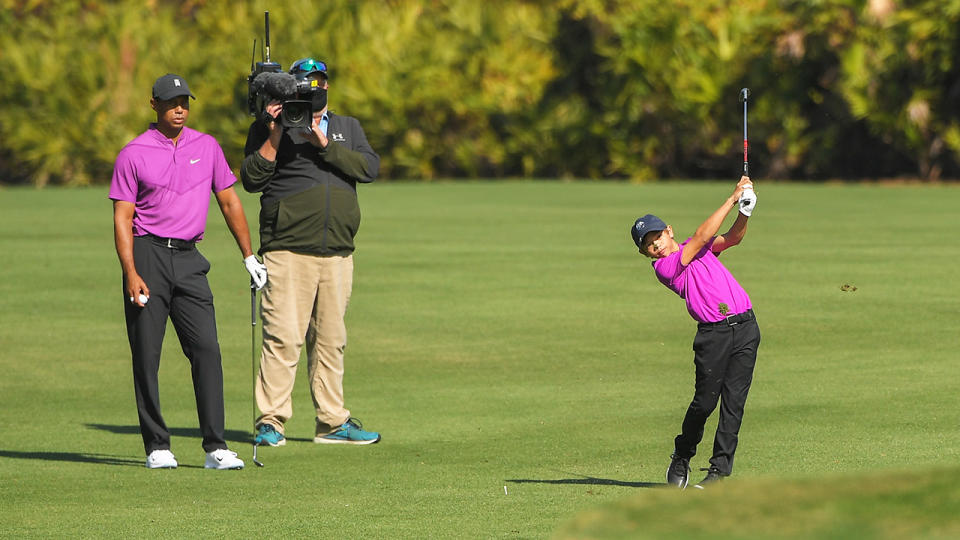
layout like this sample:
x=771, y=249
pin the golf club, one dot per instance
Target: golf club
x=253, y=365
x=744, y=95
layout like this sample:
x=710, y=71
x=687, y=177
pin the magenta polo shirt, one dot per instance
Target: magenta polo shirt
x=170, y=185
x=704, y=283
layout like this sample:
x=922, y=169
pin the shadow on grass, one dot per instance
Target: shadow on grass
x=590, y=481
x=75, y=457
x=230, y=435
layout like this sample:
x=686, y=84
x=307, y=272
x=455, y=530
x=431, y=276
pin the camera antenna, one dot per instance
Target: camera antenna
x=266, y=26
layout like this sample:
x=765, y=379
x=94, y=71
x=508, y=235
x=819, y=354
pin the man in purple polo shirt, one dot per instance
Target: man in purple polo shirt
x=725, y=348
x=160, y=189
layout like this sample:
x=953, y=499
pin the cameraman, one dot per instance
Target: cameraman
x=309, y=215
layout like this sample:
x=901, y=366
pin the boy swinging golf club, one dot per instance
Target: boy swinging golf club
x=725, y=346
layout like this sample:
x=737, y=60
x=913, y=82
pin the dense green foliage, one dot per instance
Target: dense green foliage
x=502, y=334
x=459, y=88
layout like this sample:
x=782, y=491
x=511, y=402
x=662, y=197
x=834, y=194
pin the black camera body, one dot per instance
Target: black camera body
x=268, y=86
x=267, y=82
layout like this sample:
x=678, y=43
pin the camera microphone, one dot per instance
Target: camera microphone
x=279, y=86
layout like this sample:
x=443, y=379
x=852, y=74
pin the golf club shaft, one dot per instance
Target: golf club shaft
x=744, y=94
x=253, y=366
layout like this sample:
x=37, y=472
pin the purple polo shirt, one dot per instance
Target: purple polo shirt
x=704, y=283
x=170, y=185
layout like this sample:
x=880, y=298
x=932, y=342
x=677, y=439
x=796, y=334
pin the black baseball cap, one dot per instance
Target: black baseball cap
x=170, y=86
x=643, y=225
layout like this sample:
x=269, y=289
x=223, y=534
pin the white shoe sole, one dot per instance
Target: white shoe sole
x=221, y=467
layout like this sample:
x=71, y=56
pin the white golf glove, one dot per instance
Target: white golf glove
x=748, y=199
x=257, y=270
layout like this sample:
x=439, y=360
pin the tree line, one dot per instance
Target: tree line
x=618, y=89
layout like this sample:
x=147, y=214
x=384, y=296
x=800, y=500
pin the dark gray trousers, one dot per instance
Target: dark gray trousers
x=724, y=358
x=177, y=279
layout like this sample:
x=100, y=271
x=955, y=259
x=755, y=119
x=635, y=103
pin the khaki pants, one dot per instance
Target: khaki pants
x=305, y=298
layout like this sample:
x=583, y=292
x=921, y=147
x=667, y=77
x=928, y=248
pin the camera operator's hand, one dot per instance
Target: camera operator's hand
x=270, y=146
x=315, y=134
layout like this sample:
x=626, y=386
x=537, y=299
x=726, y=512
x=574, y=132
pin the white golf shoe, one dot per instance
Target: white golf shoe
x=161, y=459
x=223, y=459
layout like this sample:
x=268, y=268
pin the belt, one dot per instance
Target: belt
x=172, y=243
x=732, y=320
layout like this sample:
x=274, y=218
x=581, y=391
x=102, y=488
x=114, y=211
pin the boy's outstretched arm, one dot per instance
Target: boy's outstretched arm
x=708, y=229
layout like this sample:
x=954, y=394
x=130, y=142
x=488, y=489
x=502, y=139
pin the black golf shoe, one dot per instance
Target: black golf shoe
x=713, y=477
x=678, y=474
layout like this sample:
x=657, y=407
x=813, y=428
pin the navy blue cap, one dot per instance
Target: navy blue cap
x=645, y=224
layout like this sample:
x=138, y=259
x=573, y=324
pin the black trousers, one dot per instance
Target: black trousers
x=177, y=279
x=725, y=354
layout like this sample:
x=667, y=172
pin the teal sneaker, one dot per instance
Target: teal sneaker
x=351, y=432
x=268, y=435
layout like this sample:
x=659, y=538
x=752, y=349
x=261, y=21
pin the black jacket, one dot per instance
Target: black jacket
x=309, y=195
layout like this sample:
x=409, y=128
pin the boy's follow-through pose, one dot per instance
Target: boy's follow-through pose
x=725, y=347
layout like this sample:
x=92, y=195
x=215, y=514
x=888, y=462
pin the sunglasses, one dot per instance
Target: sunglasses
x=308, y=65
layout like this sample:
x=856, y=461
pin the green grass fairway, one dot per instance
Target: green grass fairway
x=527, y=371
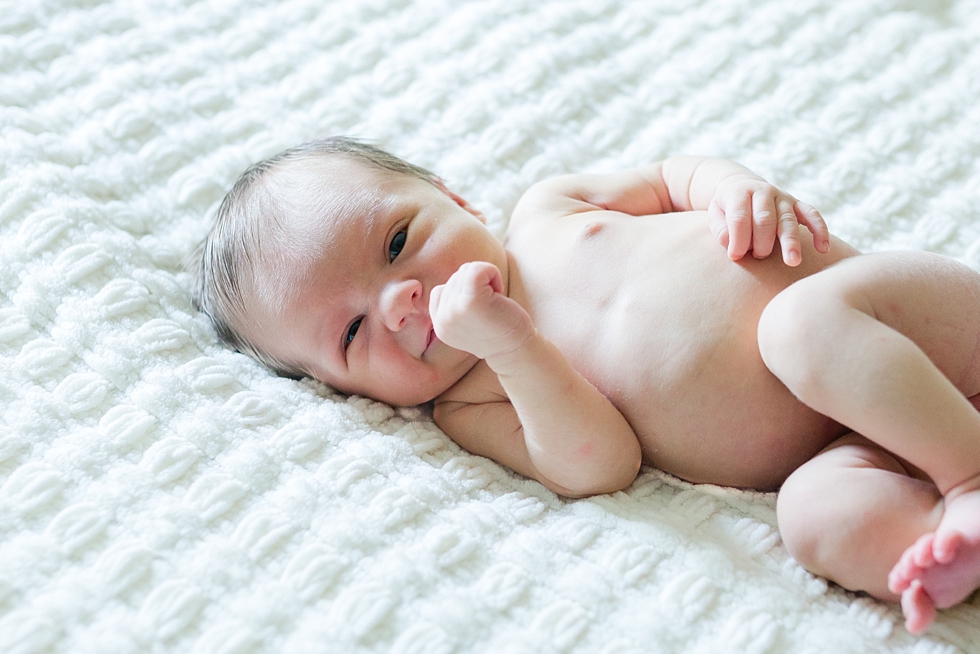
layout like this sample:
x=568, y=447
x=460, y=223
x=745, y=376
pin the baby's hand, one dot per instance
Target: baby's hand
x=470, y=312
x=748, y=213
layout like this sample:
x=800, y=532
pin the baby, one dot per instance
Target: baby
x=611, y=329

══════

- _Work to be completed_:
Pictures are to be omitted; otherwise, write out the data exactly as it appears.

- _Completed task_:
layout like this sample:
x=771, y=249
pin the golf club, one dot per instance
Target: golf club
x=253, y=365
x=744, y=95
layout like this sample:
x=710, y=71
x=687, y=177
pin the magenta polo shirt, one dot per instance
Target: magenta polo shirt
x=170, y=185
x=704, y=283
layout like this sample:
x=922, y=169
pin the shadow on grass, one dot per instance
Target: shadow on grass
x=590, y=481
x=75, y=457
x=230, y=435
layout like this sample:
x=686, y=84
x=307, y=272
x=455, y=530
x=431, y=276
pin the camera antenna, one dot per instance
Target: camera antenna
x=266, y=26
layout like this sample:
x=765, y=379
x=94, y=71
x=508, y=235
x=819, y=354
pin the man in purple polo shirt, one dot per instance
Target: man in purple polo shirt
x=725, y=348
x=160, y=189
layout like this sample:
x=953, y=499
pin the cameraman, one dot per instance
Target: cameraman
x=309, y=215
layout like this sample:
x=901, y=366
pin the boy swinging golf club, one dot per instance
Target: boy swinging golf club
x=725, y=346
layout like this sample:
x=737, y=60
x=913, y=82
pin the dense green foliage, one dot per instance
Target: dense green foliage
x=502, y=334
x=459, y=88
layout like this sample:
x=782, y=491
x=511, y=402
x=662, y=197
x=834, y=194
pin the black camera body, one dot per instance
Target: black camera body
x=268, y=86
x=267, y=82
layout like this sample:
x=678, y=43
pin the camera microphone, one dot per instance
Target: camera microphone
x=279, y=86
layout like this sample:
x=443, y=379
x=852, y=74
pin the golf club shaft, one dot per instance
Target: golf club shaft
x=744, y=94
x=253, y=366
layout like this sample:
x=37, y=472
pin the purple polo shirt, one dot per instance
Target: purple polo shirt
x=704, y=283
x=170, y=185
layout like this sample:
x=880, y=298
x=932, y=342
x=677, y=439
x=796, y=334
pin the black baseball cap, one dot per instance
Target: black baseball cap
x=170, y=86
x=643, y=225
layout like this sample:
x=269, y=289
x=223, y=534
pin the white shoe sole, one dot per instance
Target: white shoe sole
x=221, y=467
layout like this sample:
x=71, y=56
pin the white golf glove, one dot per instance
Target: white golf glove
x=748, y=199
x=257, y=270
layout like this sample:
x=439, y=360
pin the tree line, one dot per instance
Target: tree line
x=618, y=89
layout like this sample:
x=147, y=214
x=384, y=296
x=800, y=500
pin the dark gray trousers, one dot per instance
Target: dark gray trousers
x=724, y=358
x=177, y=279
layout like this sample:
x=100, y=271
x=955, y=259
x=755, y=119
x=635, y=103
pin the khaki pants, one dot per instance
Target: khaki pants
x=305, y=298
layout like this sample:
x=583, y=292
x=921, y=147
x=667, y=77
x=928, y=248
pin the camera operator's hand, one dot per instance
Target: camera operator's hand
x=270, y=146
x=315, y=134
layout like this sample:
x=626, y=386
x=537, y=299
x=726, y=512
x=574, y=132
pin the white golf shoe, one dot per instance
Target: white golf shoe
x=161, y=459
x=223, y=459
layout like this sample:
x=268, y=268
pin the belt, one dot per instance
Target: belt
x=172, y=243
x=732, y=320
layout like this sample:
x=274, y=218
x=581, y=391
x=102, y=488
x=114, y=211
pin the boy's outstretched arm, one dot per instance
Target: boy's outstretched arm
x=708, y=229
layout like this sample:
x=954, y=394
x=130, y=142
x=488, y=489
x=502, y=139
pin the black golf shoe, one dot per instance
Target: black golf shoe
x=713, y=477
x=678, y=474
layout like this sample:
x=657, y=407
x=813, y=428
pin the navy blue cap, one dot per instance
Target: navy blue cap
x=645, y=224
layout like this sample:
x=138, y=259
x=573, y=324
pin the black trousers, one dot per instance
Target: black trousers
x=177, y=279
x=725, y=354
layout like this sample:
x=667, y=172
pin the teal sneaker, one dot per instance
Target: teal sneaker
x=351, y=432
x=268, y=435
layout like this sample:
x=659, y=538
x=752, y=349
x=261, y=21
pin the black jacket, one dot per instance
Target: black jacket
x=309, y=195
layout like this sample:
x=409, y=128
pin the boy's follow-through pose, one dot per instance
Target: boy's follow-through pose
x=725, y=347
layout like this sample:
x=92, y=195
x=215, y=514
x=888, y=462
pin the sunglasses, one dot per instance
Target: sunglasses
x=308, y=65
layout like this sample:
x=856, y=461
pin the green grass fairway, one dot per instance
Target: green grass fairway
x=527, y=371
layout like this sample:
x=568, y=447
x=460, y=223
x=745, y=376
pin the baby's hand, one dot per instance
Target: baby's hand
x=470, y=312
x=748, y=213
layout like this sample:
x=800, y=532
pin the baby, one dot per instance
Target: baby
x=611, y=329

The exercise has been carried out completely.